* TRABALHO A FAZER
**a)** Com base no texto sobre dor na coluna em adolescentes, responda:
(i) Segundo o texto, qual é o gasto anual com dor na coluna nos Estados Unidos?
(ii) Entre quais percentuais varia a ocorrência de dor na coluna na população adolescente?
(iii) Que proporção dos escolares com dor na coluna deixou de participar da educação física e de esportes e faltou às aulas?
**b)** Retome o texto sobre dor na coluna em adolescentes logo após a última frase.

A dor na coluna vertebral em adultos tem grande impacto econômico e social. Nos Estados Unidos a dor na coluna é a principal queixa na busca de atendimento ambulatorial e representa um gasto de cerca de 15 milhões de dólares ao ano, sendo a principal causa de incapacidade e afastamentos por invalidez 1-2.
A literatura relata que presença de dor na coluna durante a adolescência está fortemente relacionada com dor na coluna e dor generalizada na vida adulta 3-4. Não obstante, evidências sugerem que a ocorrência de dor na coluna varia entre 10,1 e 54,0 % na população adolescente 5-7.
Além disso, estudos relatam que cerca de 30 % dos escolares com dor na coluna se abstiveram de participar da educação física, de esportes e ausentaram-se das aulas, mostrando assim que o impacto da dor na coluna é um problema importante, que engloba diferentes aspectos da vida dos adolescentes, trazendo prejuízos na capacidade funcional e redução na qualidade de vida destes indivíduos 2-3.
A adolescência é o período mais oportuno para implementação de atividades relacionadas a orientações e correções posturais, tendo em vista que a estrutura óssea da coluna vertebral é mais suscetível a lesões oriundas de sobrecarga e estrese musculoesquelético e é menos rígida que na vida adulta 8. Desta forma, é necessário melhorar a compreensão dos fatores de risco associados à dor na coluna vertebral entre os adolescentes para que seja possível evitar o aumento da prevalência deste distúrbio musculoesquelético posteriormente na vida adulta 4.
Neste sentido, diferentes pesquisas têm buscado identificar os fatores de risco associados à presença de dor na coluna, tais como gênero feminino 3,7, faixa etária avançada na adolescência 3, cor da pele 9, excesso de peso corporal 4, prática de atividade física 7 e peso da mochila escolar 10.
Contudo, a maioria das pesquisas nacionais e internacionais sobre dor nas costas utilizam como desfecho a presença de dor lombar, sem levar em consideração as outras regiões da coluna vertebral. Sendo assim, visando ampliar o conhecimento acerca do tema, esta pesquisa foi realizada visando investigar a prevalência de dor na coluna vertebral e fatores associados em escolares do ensino público do extremo sul do Brasil.

* DADOS BRUTOS
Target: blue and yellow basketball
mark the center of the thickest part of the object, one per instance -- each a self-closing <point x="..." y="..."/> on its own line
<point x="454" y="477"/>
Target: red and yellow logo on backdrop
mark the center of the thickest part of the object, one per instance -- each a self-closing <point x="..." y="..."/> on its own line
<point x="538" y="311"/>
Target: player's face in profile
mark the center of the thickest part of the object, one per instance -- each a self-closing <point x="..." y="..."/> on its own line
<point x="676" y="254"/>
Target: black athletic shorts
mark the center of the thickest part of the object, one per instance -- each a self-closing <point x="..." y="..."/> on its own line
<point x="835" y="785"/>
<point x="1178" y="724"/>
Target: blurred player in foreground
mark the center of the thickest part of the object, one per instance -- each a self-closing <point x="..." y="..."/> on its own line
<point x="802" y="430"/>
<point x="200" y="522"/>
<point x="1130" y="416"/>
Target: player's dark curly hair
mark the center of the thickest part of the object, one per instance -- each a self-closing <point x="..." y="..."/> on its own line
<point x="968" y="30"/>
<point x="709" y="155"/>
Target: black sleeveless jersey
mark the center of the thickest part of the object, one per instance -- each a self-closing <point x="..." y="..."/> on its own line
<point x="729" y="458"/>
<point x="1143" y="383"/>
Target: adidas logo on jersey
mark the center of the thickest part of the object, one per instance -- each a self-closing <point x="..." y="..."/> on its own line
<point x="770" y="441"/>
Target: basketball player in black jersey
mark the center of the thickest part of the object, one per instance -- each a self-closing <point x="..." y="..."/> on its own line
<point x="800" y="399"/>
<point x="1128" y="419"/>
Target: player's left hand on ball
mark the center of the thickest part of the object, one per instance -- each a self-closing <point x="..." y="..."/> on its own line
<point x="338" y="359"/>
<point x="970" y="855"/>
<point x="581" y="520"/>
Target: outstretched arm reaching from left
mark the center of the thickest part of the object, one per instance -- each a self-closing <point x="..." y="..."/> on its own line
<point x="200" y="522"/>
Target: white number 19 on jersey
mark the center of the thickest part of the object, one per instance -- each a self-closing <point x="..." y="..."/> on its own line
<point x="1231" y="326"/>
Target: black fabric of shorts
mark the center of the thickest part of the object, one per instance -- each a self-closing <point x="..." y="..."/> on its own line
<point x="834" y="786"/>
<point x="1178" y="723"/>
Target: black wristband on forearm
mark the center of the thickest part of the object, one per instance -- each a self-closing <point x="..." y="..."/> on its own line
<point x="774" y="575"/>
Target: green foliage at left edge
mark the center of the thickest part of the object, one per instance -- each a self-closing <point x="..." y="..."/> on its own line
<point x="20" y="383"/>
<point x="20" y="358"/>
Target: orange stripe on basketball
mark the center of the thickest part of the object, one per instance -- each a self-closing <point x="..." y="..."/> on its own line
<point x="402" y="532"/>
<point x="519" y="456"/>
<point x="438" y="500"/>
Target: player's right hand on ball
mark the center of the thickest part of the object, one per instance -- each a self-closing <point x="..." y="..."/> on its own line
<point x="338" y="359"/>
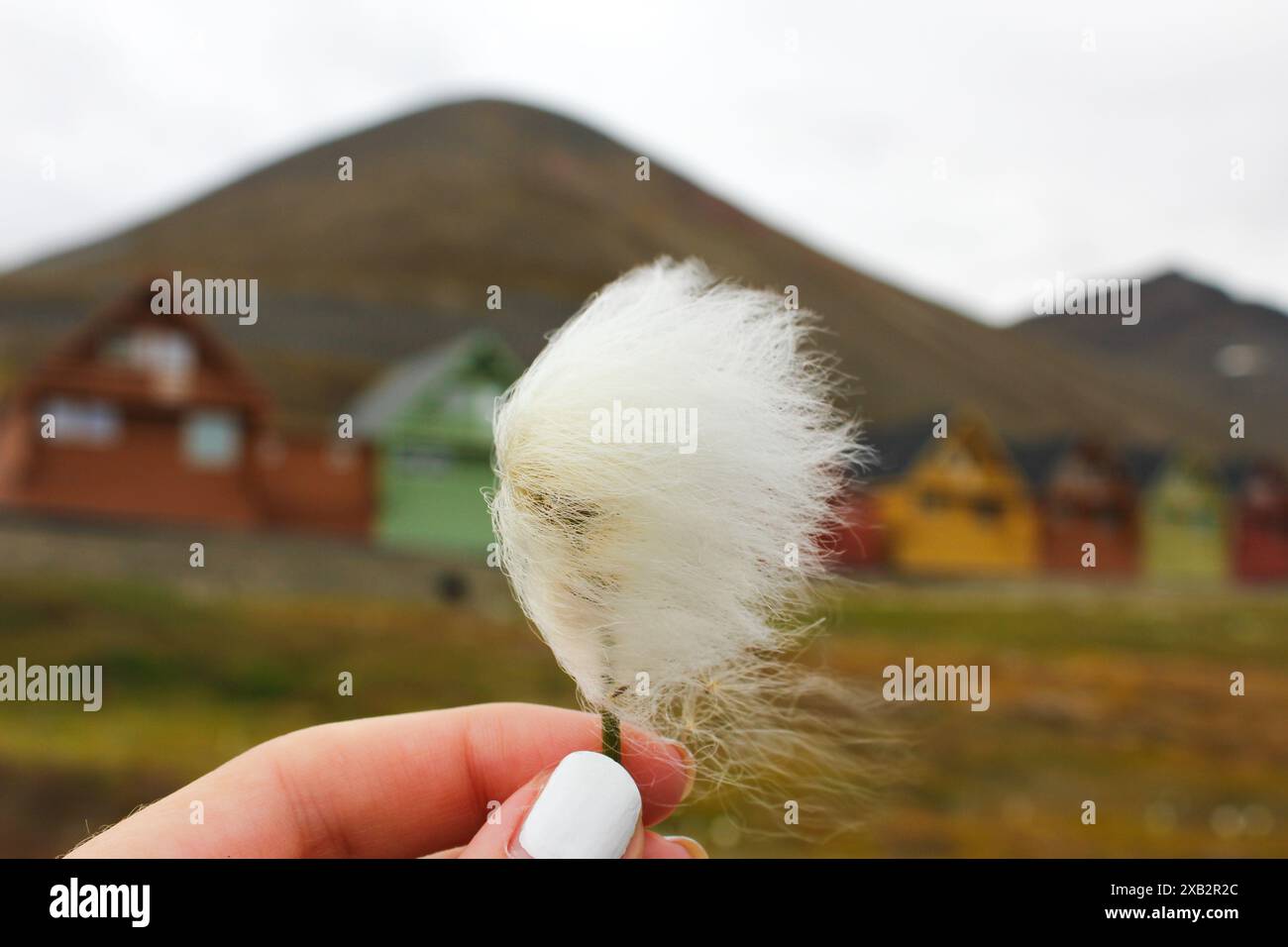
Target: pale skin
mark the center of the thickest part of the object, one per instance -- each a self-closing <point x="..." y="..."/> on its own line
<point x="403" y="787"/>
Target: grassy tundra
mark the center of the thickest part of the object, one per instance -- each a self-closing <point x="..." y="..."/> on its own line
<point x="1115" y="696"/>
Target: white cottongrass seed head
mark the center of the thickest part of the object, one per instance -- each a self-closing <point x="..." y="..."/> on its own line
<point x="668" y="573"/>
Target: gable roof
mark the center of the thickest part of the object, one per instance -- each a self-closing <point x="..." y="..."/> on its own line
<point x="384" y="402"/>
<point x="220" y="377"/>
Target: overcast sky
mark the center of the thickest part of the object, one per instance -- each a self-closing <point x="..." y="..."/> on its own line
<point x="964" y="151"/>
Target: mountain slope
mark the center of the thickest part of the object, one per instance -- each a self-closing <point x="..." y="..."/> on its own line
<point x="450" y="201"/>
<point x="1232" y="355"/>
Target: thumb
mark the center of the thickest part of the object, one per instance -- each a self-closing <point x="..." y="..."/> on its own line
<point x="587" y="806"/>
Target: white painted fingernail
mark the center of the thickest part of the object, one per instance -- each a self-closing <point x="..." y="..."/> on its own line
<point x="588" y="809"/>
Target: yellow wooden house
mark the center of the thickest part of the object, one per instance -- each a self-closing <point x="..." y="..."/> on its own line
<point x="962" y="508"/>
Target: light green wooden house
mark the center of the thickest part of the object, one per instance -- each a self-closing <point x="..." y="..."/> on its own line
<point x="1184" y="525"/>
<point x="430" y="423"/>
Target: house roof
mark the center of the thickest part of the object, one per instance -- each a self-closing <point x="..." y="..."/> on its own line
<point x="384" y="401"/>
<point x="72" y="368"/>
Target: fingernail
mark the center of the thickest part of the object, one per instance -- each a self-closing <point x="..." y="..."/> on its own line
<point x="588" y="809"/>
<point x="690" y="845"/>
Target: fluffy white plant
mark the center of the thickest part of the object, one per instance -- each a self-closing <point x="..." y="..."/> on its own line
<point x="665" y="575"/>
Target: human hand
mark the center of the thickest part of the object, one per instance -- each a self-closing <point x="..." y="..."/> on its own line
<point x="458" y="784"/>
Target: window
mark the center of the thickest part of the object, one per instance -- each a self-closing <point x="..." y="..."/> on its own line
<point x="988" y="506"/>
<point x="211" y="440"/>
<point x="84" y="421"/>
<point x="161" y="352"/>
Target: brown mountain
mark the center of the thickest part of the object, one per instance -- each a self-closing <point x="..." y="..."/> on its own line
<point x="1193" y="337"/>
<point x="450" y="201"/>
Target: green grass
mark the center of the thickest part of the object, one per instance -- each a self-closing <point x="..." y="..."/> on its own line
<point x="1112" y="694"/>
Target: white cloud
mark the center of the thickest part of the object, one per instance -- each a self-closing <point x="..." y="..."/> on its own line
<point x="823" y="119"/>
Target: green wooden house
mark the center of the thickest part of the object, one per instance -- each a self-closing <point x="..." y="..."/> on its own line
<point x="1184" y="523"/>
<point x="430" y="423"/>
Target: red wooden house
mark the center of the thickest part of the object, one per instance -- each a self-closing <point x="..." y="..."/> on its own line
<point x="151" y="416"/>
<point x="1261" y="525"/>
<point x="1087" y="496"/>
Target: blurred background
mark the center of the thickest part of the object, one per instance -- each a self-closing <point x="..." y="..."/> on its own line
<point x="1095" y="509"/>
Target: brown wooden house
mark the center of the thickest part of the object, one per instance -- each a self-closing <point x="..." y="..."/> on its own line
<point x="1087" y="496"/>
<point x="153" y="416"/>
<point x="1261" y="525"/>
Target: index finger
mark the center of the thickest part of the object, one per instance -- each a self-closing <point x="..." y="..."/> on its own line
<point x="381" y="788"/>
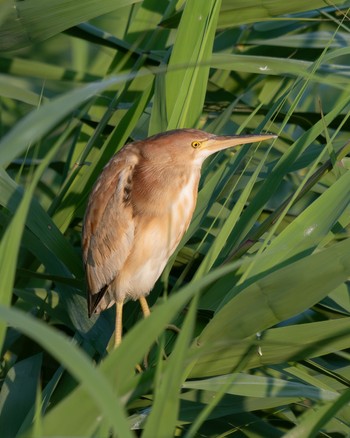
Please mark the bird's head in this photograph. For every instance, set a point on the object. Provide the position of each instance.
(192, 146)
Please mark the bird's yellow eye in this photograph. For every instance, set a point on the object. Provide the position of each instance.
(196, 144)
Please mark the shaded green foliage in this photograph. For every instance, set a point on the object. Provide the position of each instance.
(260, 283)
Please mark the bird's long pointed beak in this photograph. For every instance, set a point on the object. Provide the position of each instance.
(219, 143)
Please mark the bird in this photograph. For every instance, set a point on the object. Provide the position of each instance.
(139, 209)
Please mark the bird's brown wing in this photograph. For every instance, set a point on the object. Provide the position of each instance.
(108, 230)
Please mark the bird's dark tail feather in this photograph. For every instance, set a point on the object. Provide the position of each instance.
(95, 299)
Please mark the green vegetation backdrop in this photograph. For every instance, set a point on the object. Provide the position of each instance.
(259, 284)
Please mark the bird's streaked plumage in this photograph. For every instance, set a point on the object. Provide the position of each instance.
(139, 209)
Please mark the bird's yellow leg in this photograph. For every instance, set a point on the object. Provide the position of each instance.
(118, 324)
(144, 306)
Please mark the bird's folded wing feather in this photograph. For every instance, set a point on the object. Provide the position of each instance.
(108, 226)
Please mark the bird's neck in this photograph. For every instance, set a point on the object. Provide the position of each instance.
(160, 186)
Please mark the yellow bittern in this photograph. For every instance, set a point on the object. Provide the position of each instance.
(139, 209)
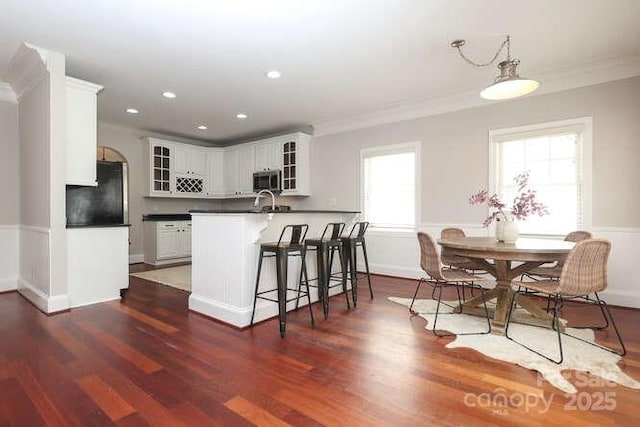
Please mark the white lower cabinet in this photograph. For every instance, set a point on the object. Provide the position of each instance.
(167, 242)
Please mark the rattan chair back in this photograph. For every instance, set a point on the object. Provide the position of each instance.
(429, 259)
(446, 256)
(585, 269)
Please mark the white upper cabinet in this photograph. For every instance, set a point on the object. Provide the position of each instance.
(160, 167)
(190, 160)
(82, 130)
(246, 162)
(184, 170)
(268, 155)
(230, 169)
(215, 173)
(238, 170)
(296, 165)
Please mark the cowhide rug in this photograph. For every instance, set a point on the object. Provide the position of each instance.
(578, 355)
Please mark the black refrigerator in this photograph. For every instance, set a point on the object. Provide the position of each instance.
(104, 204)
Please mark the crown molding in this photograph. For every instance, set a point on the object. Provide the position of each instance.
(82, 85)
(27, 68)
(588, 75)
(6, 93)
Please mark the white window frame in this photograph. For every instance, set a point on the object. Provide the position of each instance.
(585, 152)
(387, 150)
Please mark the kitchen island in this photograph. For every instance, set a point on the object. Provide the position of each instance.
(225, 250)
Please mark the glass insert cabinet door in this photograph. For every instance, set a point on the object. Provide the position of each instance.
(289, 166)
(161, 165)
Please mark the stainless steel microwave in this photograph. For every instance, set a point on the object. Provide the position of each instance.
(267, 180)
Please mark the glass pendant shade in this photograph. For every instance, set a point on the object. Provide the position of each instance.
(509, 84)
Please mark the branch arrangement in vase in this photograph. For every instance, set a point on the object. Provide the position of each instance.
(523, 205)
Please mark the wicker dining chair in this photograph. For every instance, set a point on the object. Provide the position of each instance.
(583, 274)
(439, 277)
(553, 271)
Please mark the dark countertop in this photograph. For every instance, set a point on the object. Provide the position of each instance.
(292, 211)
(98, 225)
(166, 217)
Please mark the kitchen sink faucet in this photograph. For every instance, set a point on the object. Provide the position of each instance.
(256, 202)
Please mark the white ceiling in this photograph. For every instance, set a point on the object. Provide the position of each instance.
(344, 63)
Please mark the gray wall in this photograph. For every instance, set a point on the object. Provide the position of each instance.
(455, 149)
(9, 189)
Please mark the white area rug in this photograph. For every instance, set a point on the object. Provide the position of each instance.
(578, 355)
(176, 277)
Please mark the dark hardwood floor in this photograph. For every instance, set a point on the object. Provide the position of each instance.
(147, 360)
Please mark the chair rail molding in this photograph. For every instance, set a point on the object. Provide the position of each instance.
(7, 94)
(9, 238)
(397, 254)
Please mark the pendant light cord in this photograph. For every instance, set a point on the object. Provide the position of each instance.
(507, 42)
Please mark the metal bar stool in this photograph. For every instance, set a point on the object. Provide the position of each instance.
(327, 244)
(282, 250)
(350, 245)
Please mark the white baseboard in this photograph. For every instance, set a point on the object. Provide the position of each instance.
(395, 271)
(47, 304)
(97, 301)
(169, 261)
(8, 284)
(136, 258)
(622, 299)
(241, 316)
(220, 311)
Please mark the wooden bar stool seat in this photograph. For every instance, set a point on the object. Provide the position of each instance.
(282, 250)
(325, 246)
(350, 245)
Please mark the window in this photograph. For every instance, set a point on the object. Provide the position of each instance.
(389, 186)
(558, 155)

* LISTA DE RESPOSTAS
**a)**
(i) Cerca de 15 milhões de dólares ao ano.
(ii) Entre 10,1 % e 54,0 %.
(iii) Cerca de 30 %.

**b)**
METODOLOGIA
Trata-se de um estudo transversal, realizado com adolescentes matriculados na rede municipal de ensino da cidade do Rio Grande/RS, extremo Sul do Brasil. As escolas que participaram da pesquisa foram selecionadas a partir de uma lista de instituições públicas de ensino fundamental que tinham vínculo com projetos da Universidade Federal do Rio Grande e que estavam distribuídas em diferentes bairros do município.
O tamanho da amostra foi calculado utilizando como parâmetros uma prevalência de dor nas costas de 30 %, erro alfa de 5 % e uma margem de erro de 4 %, o que totalizou 504 escolares 4. Ao acrescentarmos 10 % para perdas, o total da amostra foi 554 escolares. Para o estudo de associação considerou-se um poder estatístico de 80 %, um erro alfa de 5 %, um risco relativo maior ou igual a 1,45 e uma prevalência entre os não-expostos (variável excesso de peso na mochila) de 28 %, totalizando 474 escolares. Assim, acrescentando-se 10 % para perdas e 15 % para controle de fatores de confusão foi identificada a necessidade de uma amostra total de 599 escolares.
Os escolares entre 10 e 17 anos foram sorteados a partir da lista de chamada de cada turma entre o 5º e 9º ano, guardando-se a proporcionalidade em relação ao número total de adolescentes matriculados e ao número de turmas existentes em cada escola.
A coleta de dados foi realizada por meio de um questionário estruturado e padronizado por três entrevistadores devidamente treinados, os quais foram aplicados entre os meses de maio e junho de 2014.
Para avaliação da presença de dor na coluna vertebral, utilizou-se o Questionário Nórdico de Sintomas Osteomusculares (QNSO). As questões sobre dor na coluna vertebral foram as seguintes: "Você, a qualquer momento durante os últimos sete dias, teve problemas (como dor, desconforto ou dormência) nas seguintes áreas do seu corpo" 1. Cervical; 2. Dorsal, e; 3. Lombar. A localização destas áreas anatômicas foi demonstrada por uma ilustração do corpo humano com as referidas regiões demarcadas. Considerou-se como desfecho da pesquisa resposta positiva a no mínimo uma das regiões investigadas.
As variáveis independentes analisadas foram: gênero (masculino e feminino); idade (10 a 13 anos e 14 a 17 anos); cor da pele (branco e preto/pardo); IMC/idade obtido por meio dos dados sobre peso, altura, data de nascimento e gênero (eutrófico, sobrepeso e obeso); prática de educação física na escola; prática de atividade física no lazer, aferida por meio do International Physical Activity Questionnaire (IPAQ) (fisicamente ativos adolescentes que referiram realizar de 300 minutos semanais de prática de atividade física no lazer); peso da mochila escolar coletado por meio da pesagem das mochilas no dia de aplicação do questionário (adequado peso da mochila < ou igual a 10 % do peso corporal, e excesso de peso da mochila escolar >10 %) e modo de transporte da mochila (categorizado em alças/costas e mãos/braços). Além disso, foi investigada a presença de dor nas três regiões da coluna vertebral durante e após a caminhada de forma dicotômica (sim/não).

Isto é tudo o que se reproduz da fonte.